As a vehicle for providing feedback on student writing, 
Turnitin Feedback Studio offers an environment in which the 
impact of feedback can be leveraged. Student perceptions about 
the kinds of feedback that most impact their learning align to 
findings from scholarly research (Kluger and DeNis, 1996; 
Wisniewski et al., 2020). Periodically, Turnitin surveys 
students to gauge different aspects of the product. In studies 
conducted by Turnitin, student perceptions of feedback over time 
fall into similar patterns as in outside research. For example, a 
2013 survey about students’ perceptions of the value, type, and 
timing of instructor feedback reported that 67% of students 
claimed receiving general, overall comments, but only 46% of 
those students rated the general comments as “very helpful.” 
Respondents from the same study rated feedback on thesis/ 
development as the most valuable, but reported receiving more 
feedback on grammar/mechanics and composition/structure 
(Turnitin, 2013). Turnitin (2013) suggests the disconnect 
between the receipt of general, overall comments compared to 
the perceived value provides further support that students value 
more specific feedback, such as comments on_ thesis/ 
development.

◆ **RECORDS**:
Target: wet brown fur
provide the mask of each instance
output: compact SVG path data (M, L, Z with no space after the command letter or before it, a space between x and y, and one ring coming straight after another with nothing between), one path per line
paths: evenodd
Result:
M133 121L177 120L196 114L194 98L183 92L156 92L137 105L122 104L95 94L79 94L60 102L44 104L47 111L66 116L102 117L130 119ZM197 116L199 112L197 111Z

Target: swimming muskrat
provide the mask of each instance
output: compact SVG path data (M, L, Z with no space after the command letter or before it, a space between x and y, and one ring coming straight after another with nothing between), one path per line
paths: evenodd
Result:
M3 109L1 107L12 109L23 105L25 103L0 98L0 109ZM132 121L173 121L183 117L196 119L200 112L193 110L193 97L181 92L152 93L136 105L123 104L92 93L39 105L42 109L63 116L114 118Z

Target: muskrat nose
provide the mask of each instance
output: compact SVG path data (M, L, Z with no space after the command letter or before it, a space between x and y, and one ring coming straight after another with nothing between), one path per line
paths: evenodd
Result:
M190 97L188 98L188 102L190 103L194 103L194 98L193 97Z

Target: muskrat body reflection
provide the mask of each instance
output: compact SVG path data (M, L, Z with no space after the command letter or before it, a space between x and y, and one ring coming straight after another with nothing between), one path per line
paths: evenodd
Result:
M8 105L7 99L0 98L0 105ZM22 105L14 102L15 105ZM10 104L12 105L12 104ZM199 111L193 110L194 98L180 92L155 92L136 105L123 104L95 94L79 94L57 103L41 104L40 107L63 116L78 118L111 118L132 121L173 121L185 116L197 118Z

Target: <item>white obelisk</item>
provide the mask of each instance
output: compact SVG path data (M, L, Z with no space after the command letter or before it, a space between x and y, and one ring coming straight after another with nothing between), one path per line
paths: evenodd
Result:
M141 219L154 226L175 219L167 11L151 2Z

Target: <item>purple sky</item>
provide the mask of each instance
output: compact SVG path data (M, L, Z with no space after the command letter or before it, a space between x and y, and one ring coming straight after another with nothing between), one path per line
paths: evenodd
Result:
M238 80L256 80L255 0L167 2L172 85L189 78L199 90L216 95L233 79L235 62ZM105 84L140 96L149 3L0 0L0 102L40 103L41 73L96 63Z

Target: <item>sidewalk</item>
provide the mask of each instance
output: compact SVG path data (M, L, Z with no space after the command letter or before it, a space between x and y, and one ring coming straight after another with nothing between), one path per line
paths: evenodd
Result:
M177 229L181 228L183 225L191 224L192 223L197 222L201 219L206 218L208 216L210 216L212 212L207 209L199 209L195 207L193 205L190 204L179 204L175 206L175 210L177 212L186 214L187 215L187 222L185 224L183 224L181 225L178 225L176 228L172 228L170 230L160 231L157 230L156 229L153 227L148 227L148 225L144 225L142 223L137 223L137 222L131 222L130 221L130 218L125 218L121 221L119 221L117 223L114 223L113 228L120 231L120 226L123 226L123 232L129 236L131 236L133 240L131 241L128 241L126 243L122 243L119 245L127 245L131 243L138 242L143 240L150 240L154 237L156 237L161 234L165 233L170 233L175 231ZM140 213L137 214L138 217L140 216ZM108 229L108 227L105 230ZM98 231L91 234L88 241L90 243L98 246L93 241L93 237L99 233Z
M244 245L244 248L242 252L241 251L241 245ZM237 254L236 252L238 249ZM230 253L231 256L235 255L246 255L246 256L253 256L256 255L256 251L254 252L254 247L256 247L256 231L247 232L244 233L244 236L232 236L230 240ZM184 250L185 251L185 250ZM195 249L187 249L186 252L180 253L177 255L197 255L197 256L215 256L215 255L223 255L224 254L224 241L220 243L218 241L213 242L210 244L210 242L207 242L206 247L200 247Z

◆ **WHAT IS BEING ASKED**:
Can you print the entire passage on Turnitin feedback again, word for word? The items have no connection to the passage on Turnitin feedback.

◆ **RESULT OF THE TASK**:
As a vehicle for providing feedback on student writing, 
Turnitin Feedback Studio offers an environment in which the 
impact of feedback can be leveraged. Student perceptions about 
the kinds of feedback that most impact their learning align to 
findings from scholarly research (Kluger and DeNis, 1996; 
Wisniewski et al., 2020). Periodically, Turnitin surveys 
students to gauge different aspects of the product. In studies 
conducted by Turnitin, student perceptions of feedback over time 
fall into similar patterns as in outside research. For example, a 
2013 survey about students’ perceptions of the value, type, and 
timing of instructor feedback reported that 67% of students 
claimed receiving general, overall comments, but only 46% of 
those students rated the general comments as “very helpful.” 
Respondents from the same study rated feedback on thesis/ 
development as the most valuable, but reported receiving more 
feedback on grammar/mechanics and composition/structure 
(Turnitin, 2013). Turnitin (2013) suggests the disconnect 
between the receipt of general, overall comments compared to 
the perceived value provides further support that students value 
more specific feedback, such as comments on_ thesis/ 
development.